'''

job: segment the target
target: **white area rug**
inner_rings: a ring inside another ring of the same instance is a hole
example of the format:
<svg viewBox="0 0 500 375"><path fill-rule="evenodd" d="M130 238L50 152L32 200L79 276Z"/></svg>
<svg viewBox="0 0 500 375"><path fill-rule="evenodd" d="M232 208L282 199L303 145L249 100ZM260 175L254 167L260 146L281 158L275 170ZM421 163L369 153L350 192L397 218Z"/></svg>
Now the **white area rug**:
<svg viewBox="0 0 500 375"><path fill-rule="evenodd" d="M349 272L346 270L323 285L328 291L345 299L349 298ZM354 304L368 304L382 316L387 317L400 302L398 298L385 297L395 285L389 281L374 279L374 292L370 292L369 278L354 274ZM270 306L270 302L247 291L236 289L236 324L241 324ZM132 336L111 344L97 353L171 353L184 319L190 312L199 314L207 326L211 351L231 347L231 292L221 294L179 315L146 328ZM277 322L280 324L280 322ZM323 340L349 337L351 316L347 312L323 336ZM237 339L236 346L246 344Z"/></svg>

'''

» **Task objective**
Go through the material above, find each line with the string "target", and copy it.

» **Output for this exercise**
job: segment the target
target: **white area rug**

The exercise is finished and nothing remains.